**Passage provided:**
'''

# Profiling



## KenpoTex (Jul 17, 2004)

Someone sent this to me, it's humorous but makes a good point.



Profiling 

--------------------------------------------------------------------------

To ensure we Americans never offend anyone - - - - particularly fanatics intent on killing us - airport screeners will not 
be allowed to profile people. They will continue random searches of 80-year-old women, little kids, airline pilots with 
proper identification, Secret Service agents who are members of the President's security detail, 85-year old 
Congressmen with metal hips, and Medal Of Honor winning former Governors. Let's pause a moment and take the 
following test.

In 1972 at the Munich Olympics, athletes were kidnapped and massacred by: 
(a) Olga Corbutt
(b) Sitting Bull
(c) Arnold Schwartzeneger
(d) Muslim male extremists mostly between the ages 17 and 40

In 1979,the U.S. embassy in Iran was taken over by:
(a) Lost Norwegians
(b) Elvis
(c) A tour bus full of 80-year-old women
(d) Muslim male extremists mostly between the ages of 17 and 40

During the 1980's a number of Americans were kidnapped in Lebanon by:
(a) John Dillinger
(b) The King of Sweden
(c) The Boy Scouts
(d) Muslim male extremists mostly between the ages of 17 and 40

In 1983, the U.S. Marine barracks in Beirut was blown up by:
(a) A pizza delivery boy
(b) Pee Wee Herman
(c) Geraldo Rivera making up for a slow news day
(d) Muslim male extremists mostly between the ages of 17 and 40.

In 1985 the cruise ship Achille Lauro was hijacked, and a 70 year old American passenger was murdered and 
thrown overboard by:
(a) The Smurfs
(b) Davy Jones
(c) The Little Mermaid
(d) Muslim male extremists mostly between the ages of 17 and 40.

'''

**Task instructions:**
**1.** In the forum post on profiling, how would you condense the paragraph starting "To ensure we Americans never offend anyone" into a short list that keeps its main facts?
**2.** According to the forum post on profiling, what was done to the 70-year-old American passenger when the Achille Lauro was hijacked in 1985?
**3.** Pick up the forum post on profiling after its last answer choice and write the next part.

**Dataset rows:**
'''

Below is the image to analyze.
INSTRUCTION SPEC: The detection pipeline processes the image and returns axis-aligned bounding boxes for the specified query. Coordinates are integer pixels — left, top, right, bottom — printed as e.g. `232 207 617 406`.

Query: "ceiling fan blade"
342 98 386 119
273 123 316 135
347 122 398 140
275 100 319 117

'''

**The replies:**
**1.**
- So that Americans never offend anyone, including fanatics intent on killing them, airport screeners will not be allowed to profile people.
- Random searches will continue for:
  - 80-year-old women
  - little kids
  - airline pilots with proper identification
  - Secret Service agents on the President's security detail
  - 85-year-old Congressmen with metal hips
  - Medal of Honor-winning former Governors
- The reader is invited to pause and take a test.

**2.** The passenger was murdered and thrown overboard.

**3.**
In 1985 TWA flight 847 was hijacked at Athens, and a U.S. Navy diver was murdered by:
(a) Captain Kid
(b) Charles Lindberg
(c) Mother Teresa
(d) Muslim male extremists mostly between the ages of 17 and 40

In 1988, Pan Am Flight 103 was bombed by: 
(a) Scooby Doo
(b) The Tooth Fairy
(c) Butch Cassidy and The Sundance Kid who had a few sticks of dynamite left over from the train job.
(d) Muslim male extremists mostly between the ages of 17 and 40

In 1993 the World Trade Center was bombed the first time by:
(a) Richard Simmons
(b) Grandma Moses
(c) Michael Jordan
(d) Muslim male extremists mostly between the ages of 17 and 40

In 1998, the U.S. embassies in Kenya and Tanzania were bombed by:
(a )Mr. Rogers
(b) Hillary, to distract attention from Wild Bill's women problems
(c) The World Wrestling Federation to promote its next villain: "Mustapha the Merciless"
(d) Muslim male extremists mostly between the ages of 17 and 40

On 9/11/01, four airliners were hijacked and destroyed and thousands of people were killed by:
(a) Bugs Bunny, Wiley E. Coyote, Daffy Duck, and Elmer Fudd
(b) The Supreme Court of Florida
(c) Mr. Bean
(d) Muslim male extremists mostly between the ages of 17 and 40

In 2002 the United States fought a war in Afghanistan against:
(a) Enron
(b) The Lutheran Church
(c) The NFL
(d) Muslim male extremists mostly between the ages of 17 and 40

In 2002 reporter Daniel Pearl was kidnapped and murdered by:
(a) Bonny and Clyde
(b) Captain Kangaroo
(c) Billy Graham
(d) Muslim male extremists mostly between the ages of 17 and 40

Hmmm . . . nope, no patterns anywhere to justify profiling!


----------



## Flatlander (Jul 17, 2004)

The fundamental problem with racial profiling is that the masses tend to view its use by authority as justification to support stereotyping and ethnic hatred.  Profiling can be useful tool, but it comes along with some side effects.


----------



## Rob Broad (Jul 17, 2004)

I for one am willing to giving up a few of my civil liberties to live a safer world, the only questions ends up being how far are we willing to go to protect ourselves, and once we are safe, will be granted our freedoms back.


----------



## pete (Jul 17, 2004)

from a different perspective, as a life long new yorker, "profiling" carries serious consequences.  giving up civil liberties, to me, would be giving up our civilization.  for the reasons of obvious safety, i will gladly sacrifice my time and convenience to comply with security standards dictated by the times in which we live... but... i will not tolerate being subjected to "special treatment" because of my ancestry, skin color, religion, accent, hair color, etc.  that is just wrong.

pete


----------



## dearnis.com (Jul 17, 2004)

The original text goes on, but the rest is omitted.